Text section:
California paves the way for GM labeling

“If you put a label on genetically engineered food you might as well put a skull and crossbones on it,” said Norman Braksick, president of Asgrow Seed Co., a subsidiary of Monsanto to the Kansas City Star on March 7, 1994. Since then, agribusiness seed giants have done an excellent job keeping consumers in the dark about the negative health and environmental impacts of genetically modified foods—unfortunately with the help of the U.S. Department of Agriculture and Food and Drug Administration. The government agencies have adopted a pro-corporate position and determined that labeling GM foods would create the "false" impression that "the labeled food is in some way different from other foods."

Amid mounting evidence that GM foods indeed are very different from other foods, some California residents are taking the labeling issue into their own hands. If passed, a new state ballot initiative—launched this week—could knock the biotech industry on its keester. Working with the Organic Consumers Association, residents are asking California to require the labeling of all GM foods and foods containing GM ingredients.

Records supplied:
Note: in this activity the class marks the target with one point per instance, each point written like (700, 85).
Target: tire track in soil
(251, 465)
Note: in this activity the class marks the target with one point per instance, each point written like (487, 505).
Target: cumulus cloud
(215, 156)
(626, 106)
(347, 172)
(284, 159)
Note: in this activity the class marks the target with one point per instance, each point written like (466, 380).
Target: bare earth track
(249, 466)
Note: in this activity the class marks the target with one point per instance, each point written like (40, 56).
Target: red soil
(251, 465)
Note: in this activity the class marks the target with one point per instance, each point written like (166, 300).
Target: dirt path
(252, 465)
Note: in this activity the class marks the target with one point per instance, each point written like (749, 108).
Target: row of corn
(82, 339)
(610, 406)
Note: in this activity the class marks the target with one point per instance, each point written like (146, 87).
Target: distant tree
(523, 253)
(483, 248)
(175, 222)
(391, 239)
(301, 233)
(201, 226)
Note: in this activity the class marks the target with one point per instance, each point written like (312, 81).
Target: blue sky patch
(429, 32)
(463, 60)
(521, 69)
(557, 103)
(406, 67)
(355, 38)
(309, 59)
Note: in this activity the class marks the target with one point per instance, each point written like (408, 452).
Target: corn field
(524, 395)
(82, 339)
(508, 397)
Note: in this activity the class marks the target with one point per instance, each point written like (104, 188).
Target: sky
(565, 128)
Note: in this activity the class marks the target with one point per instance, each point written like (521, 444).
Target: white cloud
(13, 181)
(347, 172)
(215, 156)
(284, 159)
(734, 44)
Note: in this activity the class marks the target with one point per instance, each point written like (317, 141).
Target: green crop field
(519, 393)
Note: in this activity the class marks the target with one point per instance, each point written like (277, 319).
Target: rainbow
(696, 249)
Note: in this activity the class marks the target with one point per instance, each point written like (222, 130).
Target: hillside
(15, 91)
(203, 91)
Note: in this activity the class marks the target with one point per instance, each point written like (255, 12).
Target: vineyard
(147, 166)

Problem 1:
In the article on GM food labeling in California, which organization are the California residents working with?
Problem 2:
Extend the article on California's push for GM food labeling, picking up right after its last sentence.

Reply 1:
The Organic Consumers Association.

Reply 2:
According to a study conducted by the Consumers Union, 95 percent of respondents believe genetically engineered products should be labeled. A GM label would help shoppers actively avoid these foods, and, because it would be costly for manufacturers to source and package products strictly for California customers, if passed the measure could lead to fewer GM products across the country.

To get the initiative on the November 2012 ballot, residents must collect 504,760 signatures by March of 2012. If you live in California, I urge you to take part. It's become clear that we can't rely on our government agencies to stand up to the deep-pocketed biotech industry, it's going to take a concerted and organized citizens effort.